**Texto**
################
Segundo reportagem do jornal O Estado de S. Paulo publicada
em 1º de novembro, outras universidades estão vivendo
situação semelhante, sob ameaça de fecharem
o ano sem poder pagar fornecedores, sempre pela mesma razão,
a irregularidade e o atraso no repasse de recursos.
O mesmo
fenômeno tem ocorrido com o CNPq e, há pouco tempo,
foi necessária a intervenção direta do presidente
da República para que o órgão pudesse retomar
o fluxo contínuo no dispêndio de recursos já
concedidos e contratados.
Os
fundos setoriais, que são parte importante desse desenho
original e criativo do sistema de C,T&I brasileiro, não
conseguiram executar, no geral, mais do que 20% dos recursos que
se anunciavam quando de sua criação.
O fato
é que a irregularidade econômico-financeira constante
acaba por gerar a assistematicidade técnica do sistema, de
modo que o que era ótimo virtualmente acaba por ser menos
que sofrível na realidade.
O outro
efeito perverso, decorrente do mesmo fenômeno, é a
total falta de possibilidade de qualquer planejamento, efeito esse
que perpassa, como uma corrente de alta voltagem, negativa, toda
a espinha dorsal do sistema, desde a sua arquitetura organizatória,
no centro, até a execução, pelos usuários
dos programas financeiros, nas pontas.
################
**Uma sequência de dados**
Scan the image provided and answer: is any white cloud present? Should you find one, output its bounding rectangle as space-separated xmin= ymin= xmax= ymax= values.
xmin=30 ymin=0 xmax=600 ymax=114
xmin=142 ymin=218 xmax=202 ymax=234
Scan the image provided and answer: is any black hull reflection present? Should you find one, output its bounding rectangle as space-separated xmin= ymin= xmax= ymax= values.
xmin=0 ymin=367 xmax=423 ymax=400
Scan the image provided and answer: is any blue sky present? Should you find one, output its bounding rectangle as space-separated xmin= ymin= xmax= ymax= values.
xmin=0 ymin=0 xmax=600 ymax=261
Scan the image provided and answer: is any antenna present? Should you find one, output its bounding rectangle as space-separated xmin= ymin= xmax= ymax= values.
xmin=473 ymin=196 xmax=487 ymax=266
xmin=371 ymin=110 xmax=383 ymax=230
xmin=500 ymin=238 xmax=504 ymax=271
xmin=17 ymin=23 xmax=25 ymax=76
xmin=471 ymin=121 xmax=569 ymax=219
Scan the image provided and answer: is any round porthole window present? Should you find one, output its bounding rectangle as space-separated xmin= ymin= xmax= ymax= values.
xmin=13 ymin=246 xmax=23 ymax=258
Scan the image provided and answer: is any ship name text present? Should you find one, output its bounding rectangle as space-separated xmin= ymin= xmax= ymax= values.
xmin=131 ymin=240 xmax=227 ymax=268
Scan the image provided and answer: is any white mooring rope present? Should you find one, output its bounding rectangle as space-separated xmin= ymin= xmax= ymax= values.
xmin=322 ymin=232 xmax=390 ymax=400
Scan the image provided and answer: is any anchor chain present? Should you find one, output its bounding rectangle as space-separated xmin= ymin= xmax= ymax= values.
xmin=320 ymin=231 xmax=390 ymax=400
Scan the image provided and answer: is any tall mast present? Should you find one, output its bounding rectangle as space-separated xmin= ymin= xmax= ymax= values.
################
**Instruções da tarefa**
Dê continuidade ao texto sobre o repasse irregular de recursos ao sistema brasileiro de C,T&I, a partir do ponto em que ele termina.

**Resposta**
Embora
não seja condição suficiente para solucionar
esses problemas, a autonomia de gestão financeira dessas
instituições é, contudo, condição
necessária para deles tratar de forma adequada e eficaz.
A experiência
da Fundação de Amparo à Pesquisa do Estado
de São Paulo (Fapesp), criada, no Estado, em 1962, e das
universidades estaduais paulistas, desde 1989, mostram o acerto
e a justeza das decisões que instituíram a sua plena
e total autonomia de gestão financeira.
No
caso da Fapesp, que recebe, por lei constitucional, 1% da receita
tributária do Estado ao longo de seus 40 anos de existência,
a possibilidade de seu bom funcionamento está diretamente
ligada à sua autonomia e, consequentemente, à sua
capacidade de planejamento e de provisionamento dos projetos concedidos
e das despesas contratadas.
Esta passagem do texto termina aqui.